■ Task directions
Check each line of the material that follows, and copy those holding the string "neck".

..........

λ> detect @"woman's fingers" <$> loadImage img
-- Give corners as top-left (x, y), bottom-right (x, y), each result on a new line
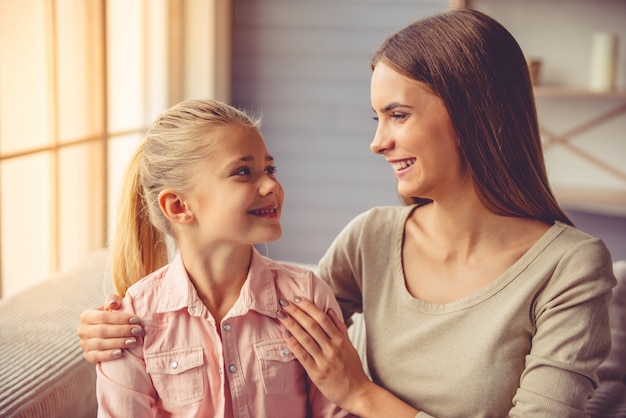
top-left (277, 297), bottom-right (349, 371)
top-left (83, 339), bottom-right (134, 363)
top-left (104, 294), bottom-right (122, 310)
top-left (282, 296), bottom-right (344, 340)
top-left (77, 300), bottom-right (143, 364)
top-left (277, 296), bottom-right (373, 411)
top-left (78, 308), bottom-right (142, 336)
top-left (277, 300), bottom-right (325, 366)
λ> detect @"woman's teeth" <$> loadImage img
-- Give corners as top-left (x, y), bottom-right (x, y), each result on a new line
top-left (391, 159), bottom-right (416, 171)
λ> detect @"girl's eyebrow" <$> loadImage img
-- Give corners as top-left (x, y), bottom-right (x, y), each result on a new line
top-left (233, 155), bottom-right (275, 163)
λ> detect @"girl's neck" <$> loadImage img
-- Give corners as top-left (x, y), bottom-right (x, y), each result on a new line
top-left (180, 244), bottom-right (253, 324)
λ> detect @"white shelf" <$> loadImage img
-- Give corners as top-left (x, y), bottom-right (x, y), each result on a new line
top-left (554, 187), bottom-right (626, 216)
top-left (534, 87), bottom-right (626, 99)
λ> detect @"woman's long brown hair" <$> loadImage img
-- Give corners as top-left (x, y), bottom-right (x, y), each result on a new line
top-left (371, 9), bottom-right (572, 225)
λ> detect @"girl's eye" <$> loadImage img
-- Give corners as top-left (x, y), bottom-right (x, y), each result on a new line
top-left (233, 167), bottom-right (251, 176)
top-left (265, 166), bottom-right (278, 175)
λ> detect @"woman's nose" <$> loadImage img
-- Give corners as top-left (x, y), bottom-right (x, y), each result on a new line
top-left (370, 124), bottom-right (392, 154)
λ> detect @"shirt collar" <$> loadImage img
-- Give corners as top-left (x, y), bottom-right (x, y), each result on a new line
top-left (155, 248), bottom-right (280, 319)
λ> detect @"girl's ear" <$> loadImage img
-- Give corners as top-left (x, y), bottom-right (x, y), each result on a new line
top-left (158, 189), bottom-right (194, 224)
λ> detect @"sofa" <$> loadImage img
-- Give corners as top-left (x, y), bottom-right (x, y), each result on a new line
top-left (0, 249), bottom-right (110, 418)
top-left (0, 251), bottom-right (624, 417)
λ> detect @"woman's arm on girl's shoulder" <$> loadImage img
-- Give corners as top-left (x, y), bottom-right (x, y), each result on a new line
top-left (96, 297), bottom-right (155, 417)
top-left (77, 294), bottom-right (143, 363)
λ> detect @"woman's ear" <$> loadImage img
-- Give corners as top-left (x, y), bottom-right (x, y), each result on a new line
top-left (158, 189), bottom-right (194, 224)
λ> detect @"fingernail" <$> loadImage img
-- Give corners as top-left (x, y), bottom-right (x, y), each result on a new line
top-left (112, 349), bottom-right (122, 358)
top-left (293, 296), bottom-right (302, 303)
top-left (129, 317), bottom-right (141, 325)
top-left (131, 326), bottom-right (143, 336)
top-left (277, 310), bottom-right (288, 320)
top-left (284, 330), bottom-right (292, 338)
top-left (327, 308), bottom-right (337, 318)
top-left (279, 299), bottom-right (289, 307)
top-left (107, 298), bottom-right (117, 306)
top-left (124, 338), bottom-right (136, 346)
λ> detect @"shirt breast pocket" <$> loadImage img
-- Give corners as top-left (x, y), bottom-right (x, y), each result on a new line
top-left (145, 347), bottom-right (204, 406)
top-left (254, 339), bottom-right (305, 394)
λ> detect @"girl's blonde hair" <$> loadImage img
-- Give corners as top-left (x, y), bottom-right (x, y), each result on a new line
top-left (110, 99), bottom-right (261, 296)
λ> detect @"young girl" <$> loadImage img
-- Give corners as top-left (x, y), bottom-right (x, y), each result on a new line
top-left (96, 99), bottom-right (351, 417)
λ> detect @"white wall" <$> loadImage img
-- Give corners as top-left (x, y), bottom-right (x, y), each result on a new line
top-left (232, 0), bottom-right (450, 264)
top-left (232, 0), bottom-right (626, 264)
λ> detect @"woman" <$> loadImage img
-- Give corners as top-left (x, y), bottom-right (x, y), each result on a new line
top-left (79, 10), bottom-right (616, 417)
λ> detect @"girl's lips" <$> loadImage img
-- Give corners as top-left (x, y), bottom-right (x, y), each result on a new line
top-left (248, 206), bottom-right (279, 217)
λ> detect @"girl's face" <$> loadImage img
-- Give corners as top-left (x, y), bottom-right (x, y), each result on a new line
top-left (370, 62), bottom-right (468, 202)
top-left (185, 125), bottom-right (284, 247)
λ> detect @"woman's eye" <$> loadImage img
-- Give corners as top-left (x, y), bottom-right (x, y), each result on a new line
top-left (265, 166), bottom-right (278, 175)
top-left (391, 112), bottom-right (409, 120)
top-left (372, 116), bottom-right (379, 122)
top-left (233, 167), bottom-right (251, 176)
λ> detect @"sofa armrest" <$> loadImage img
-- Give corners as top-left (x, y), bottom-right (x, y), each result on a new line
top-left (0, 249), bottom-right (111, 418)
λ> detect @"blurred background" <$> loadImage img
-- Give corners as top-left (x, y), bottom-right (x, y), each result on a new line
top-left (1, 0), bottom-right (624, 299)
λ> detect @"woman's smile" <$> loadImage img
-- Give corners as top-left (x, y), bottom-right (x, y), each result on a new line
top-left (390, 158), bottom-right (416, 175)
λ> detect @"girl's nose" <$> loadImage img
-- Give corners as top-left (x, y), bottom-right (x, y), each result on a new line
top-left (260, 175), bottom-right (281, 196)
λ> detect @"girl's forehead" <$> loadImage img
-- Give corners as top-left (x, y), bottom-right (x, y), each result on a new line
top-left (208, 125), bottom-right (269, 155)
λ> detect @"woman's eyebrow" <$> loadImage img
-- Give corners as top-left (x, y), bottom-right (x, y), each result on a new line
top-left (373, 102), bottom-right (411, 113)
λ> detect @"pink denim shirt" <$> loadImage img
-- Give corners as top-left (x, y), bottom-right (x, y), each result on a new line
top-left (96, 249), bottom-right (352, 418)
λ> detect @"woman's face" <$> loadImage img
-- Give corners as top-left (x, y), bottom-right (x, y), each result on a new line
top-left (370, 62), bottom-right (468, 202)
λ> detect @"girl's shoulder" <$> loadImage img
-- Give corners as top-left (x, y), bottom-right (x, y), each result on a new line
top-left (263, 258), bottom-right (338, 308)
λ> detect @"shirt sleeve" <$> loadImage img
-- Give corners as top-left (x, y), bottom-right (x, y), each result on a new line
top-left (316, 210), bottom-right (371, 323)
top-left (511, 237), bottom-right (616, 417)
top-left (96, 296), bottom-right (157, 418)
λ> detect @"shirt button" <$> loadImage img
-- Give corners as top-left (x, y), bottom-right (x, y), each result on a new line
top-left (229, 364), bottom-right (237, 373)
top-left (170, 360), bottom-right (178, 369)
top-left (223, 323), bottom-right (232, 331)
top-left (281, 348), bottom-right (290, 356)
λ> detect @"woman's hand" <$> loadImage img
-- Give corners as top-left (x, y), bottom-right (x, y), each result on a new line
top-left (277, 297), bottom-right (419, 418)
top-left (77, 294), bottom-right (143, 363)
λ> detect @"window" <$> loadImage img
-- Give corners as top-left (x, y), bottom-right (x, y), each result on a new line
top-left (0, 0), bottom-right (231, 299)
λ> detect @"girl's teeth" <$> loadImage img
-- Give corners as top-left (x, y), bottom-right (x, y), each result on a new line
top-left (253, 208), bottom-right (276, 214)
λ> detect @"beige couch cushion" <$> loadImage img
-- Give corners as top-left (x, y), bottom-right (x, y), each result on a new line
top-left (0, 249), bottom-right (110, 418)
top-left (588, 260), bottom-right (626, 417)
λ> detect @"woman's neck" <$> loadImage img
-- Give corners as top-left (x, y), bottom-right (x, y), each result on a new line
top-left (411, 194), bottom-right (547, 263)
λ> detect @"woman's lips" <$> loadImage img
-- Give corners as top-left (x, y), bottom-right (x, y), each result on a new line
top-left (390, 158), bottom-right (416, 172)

..........

■ Solved exercise
λ> detect @"girl's neck" <$> loadImage img
λ> detect @"woman's neck" <$> loadImage img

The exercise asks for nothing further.